[Opening Provided records section]

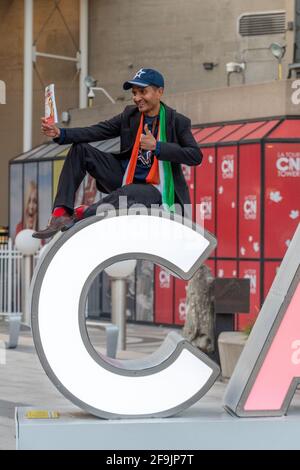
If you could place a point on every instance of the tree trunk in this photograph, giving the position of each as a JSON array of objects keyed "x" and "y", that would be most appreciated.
[{"x": 199, "y": 325}]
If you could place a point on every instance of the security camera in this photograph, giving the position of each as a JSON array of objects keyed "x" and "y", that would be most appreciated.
[{"x": 237, "y": 67}]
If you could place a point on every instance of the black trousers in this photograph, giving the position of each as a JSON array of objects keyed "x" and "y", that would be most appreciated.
[{"x": 108, "y": 173}]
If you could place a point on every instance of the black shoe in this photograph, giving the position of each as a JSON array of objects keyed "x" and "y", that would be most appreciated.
[{"x": 55, "y": 224}]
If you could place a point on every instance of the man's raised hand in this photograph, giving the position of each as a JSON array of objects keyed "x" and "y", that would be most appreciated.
[
  {"x": 50, "y": 130},
  {"x": 148, "y": 142}
]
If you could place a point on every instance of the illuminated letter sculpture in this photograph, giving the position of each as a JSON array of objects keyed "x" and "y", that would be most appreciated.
[
  {"x": 166, "y": 382},
  {"x": 268, "y": 372}
]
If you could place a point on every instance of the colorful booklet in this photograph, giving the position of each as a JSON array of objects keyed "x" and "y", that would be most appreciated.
[{"x": 50, "y": 105}]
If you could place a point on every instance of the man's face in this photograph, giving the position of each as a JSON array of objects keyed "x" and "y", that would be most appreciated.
[{"x": 147, "y": 99}]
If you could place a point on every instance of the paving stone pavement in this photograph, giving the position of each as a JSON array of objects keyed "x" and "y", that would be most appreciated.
[{"x": 23, "y": 381}]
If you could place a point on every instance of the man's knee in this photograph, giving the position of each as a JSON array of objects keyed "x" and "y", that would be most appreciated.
[{"x": 80, "y": 147}]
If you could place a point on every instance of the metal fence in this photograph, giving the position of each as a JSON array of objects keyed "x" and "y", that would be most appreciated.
[{"x": 10, "y": 279}]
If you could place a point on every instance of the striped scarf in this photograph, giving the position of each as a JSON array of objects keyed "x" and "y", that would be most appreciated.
[{"x": 160, "y": 174}]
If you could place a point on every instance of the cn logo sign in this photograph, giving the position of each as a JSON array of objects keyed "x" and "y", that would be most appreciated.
[
  {"x": 178, "y": 375},
  {"x": 227, "y": 167}
]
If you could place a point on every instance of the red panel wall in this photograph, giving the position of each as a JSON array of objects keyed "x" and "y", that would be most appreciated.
[
  {"x": 250, "y": 270},
  {"x": 270, "y": 271},
  {"x": 211, "y": 264},
  {"x": 164, "y": 296},
  {"x": 282, "y": 196},
  {"x": 205, "y": 190},
  {"x": 180, "y": 301},
  {"x": 249, "y": 201},
  {"x": 225, "y": 268},
  {"x": 227, "y": 201}
]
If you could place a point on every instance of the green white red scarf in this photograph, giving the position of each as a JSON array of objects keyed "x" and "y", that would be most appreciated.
[{"x": 160, "y": 174}]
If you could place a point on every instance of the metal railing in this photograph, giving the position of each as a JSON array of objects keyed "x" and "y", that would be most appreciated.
[
  {"x": 10, "y": 290},
  {"x": 10, "y": 279}
]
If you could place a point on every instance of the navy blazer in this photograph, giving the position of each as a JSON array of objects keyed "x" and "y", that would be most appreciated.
[{"x": 180, "y": 148}]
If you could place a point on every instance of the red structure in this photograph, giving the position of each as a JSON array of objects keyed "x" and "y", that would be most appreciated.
[{"x": 248, "y": 192}]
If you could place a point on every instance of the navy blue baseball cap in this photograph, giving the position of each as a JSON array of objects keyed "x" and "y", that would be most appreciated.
[{"x": 145, "y": 77}]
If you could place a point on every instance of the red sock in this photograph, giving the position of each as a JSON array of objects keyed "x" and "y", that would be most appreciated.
[
  {"x": 79, "y": 211},
  {"x": 59, "y": 212}
]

[Closing Provided records section]

| What the task requires |
Return each entry above unchanged. Leave the pictures out.

| Expected answer |
If you could place a point on every instance of the tree trunk in this photograph, giving the position of each as a JSON array of objects keyed "x" and "y", that would be most appreciated.
[{"x": 199, "y": 325}]
If you could place a point on every instance of the security camera in this photograph, giving the position of each as a JSON array of objects keyed "x" and "y", that would be most appreciated.
[{"x": 237, "y": 67}]
If you could place a point on every instance of the black trousers in this photograph, giving the position of each as a JSON array of objects keyed "x" and "y", that would be most appreciated.
[{"x": 108, "y": 173}]
If you could place a point on every instance of the black shoe in this photograph, giving the position of each as a JSON array of objects keyed "x" and "y", that would be most appreciated.
[{"x": 55, "y": 224}]
If you could place a point on every instance of the man's raised hand in this photograph, giving the position of each as a JSON array of objects keyed "x" and "y", that would be most appreciated.
[
  {"x": 50, "y": 130},
  {"x": 148, "y": 142}
]
If you could place a point on every instance of the illuminated letter sculpture in this photograph, giving the position of each as a JSON array of objects keyed "x" and "y", that would be most appreciated.
[
  {"x": 166, "y": 382},
  {"x": 268, "y": 372}
]
If you could place a point on every instance of the colorful booklet in this photograph, giving the position of each as a JSON array of objects keyed "x" and "y", that would be most appreciated.
[{"x": 50, "y": 105}]
If you could place a point on every instance of the man's face in this photograph, giving the position of each as a JSON array of objects keyed "x" and "y", that would be most appreciated.
[{"x": 147, "y": 99}]
If you could place a point on every instance of the paving stone pavement in this photograph, giving the position of each as a JSON array of objects keyed "x" and "y", that would be most appreciated.
[{"x": 23, "y": 381}]
If you could place a point on every instance of the man's knee in this photograph, giving the position of each as a JSON array of objects keyed "x" and "y", that would be most appreciated.
[{"x": 80, "y": 147}]
If you could place a point on every instance of the metal fence in this photograph, giving the position of each as a JSON array of objects keyed "x" and "y", that would be most appreciated.
[{"x": 10, "y": 279}]
If you could place a point on every instance of the striped scarf in this photograph, giving the position of each as a JSON array of objects keyed "x" and "y", that would be most appreciated.
[{"x": 160, "y": 174}]
If you could place a point on every instance of the cn logo sign in this photograph, giving the position of each as a JSON array of objects keyed "x" and "y", that would be most appreciated.
[
  {"x": 178, "y": 375},
  {"x": 227, "y": 167}
]
If you could place a point on every instance of the red panel wall in this photograph, giving the position of each as a JSON array of objects keyed "x" and "y", that would be most appreciated.
[
  {"x": 250, "y": 270},
  {"x": 270, "y": 271},
  {"x": 211, "y": 264},
  {"x": 164, "y": 296},
  {"x": 282, "y": 196},
  {"x": 205, "y": 190},
  {"x": 180, "y": 301},
  {"x": 249, "y": 201},
  {"x": 225, "y": 268},
  {"x": 227, "y": 201}
]
If you could place a point on every instance of the green white red scarf in this photograph, giving the position of each as a JSON array of objects keyed "x" and "y", that would be most appreciated.
[{"x": 160, "y": 174}]
If you could place a point on every instance of the metal railing in this photograph, giving the position of each as a JSON array of objects keyed "x" and "y", that would be most appreciated.
[
  {"x": 10, "y": 290},
  {"x": 10, "y": 279}
]
If you could place a point on every instance of the navy blazer in this photograph, giving the position of each as a JSON array of objects keyed "x" and "y", that would be most appreciated.
[{"x": 180, "y": 148}]
If you could place a point on every instance of the red structure in this photograph, giving the position of each as a JSON array of objects keyed "x" and "y", that would be most appreciated.
[{"x": 248, "y": 192}]
If you could place a point on every instance of the navy blue baseball cap in this photograph, giving the position of each as a JSON array of objects keyed "x" and "y", that would be most appreciated.
[{"x": 145, "y": 77}]
If you could place a point on every instance of the red sock in this photograph, giving the position of each as a JSON array of objects keyed "x" and "y", that would be most appreciated.
[
  {"x": 79, "y": 211},
  {"x": 59, "y": 212}
]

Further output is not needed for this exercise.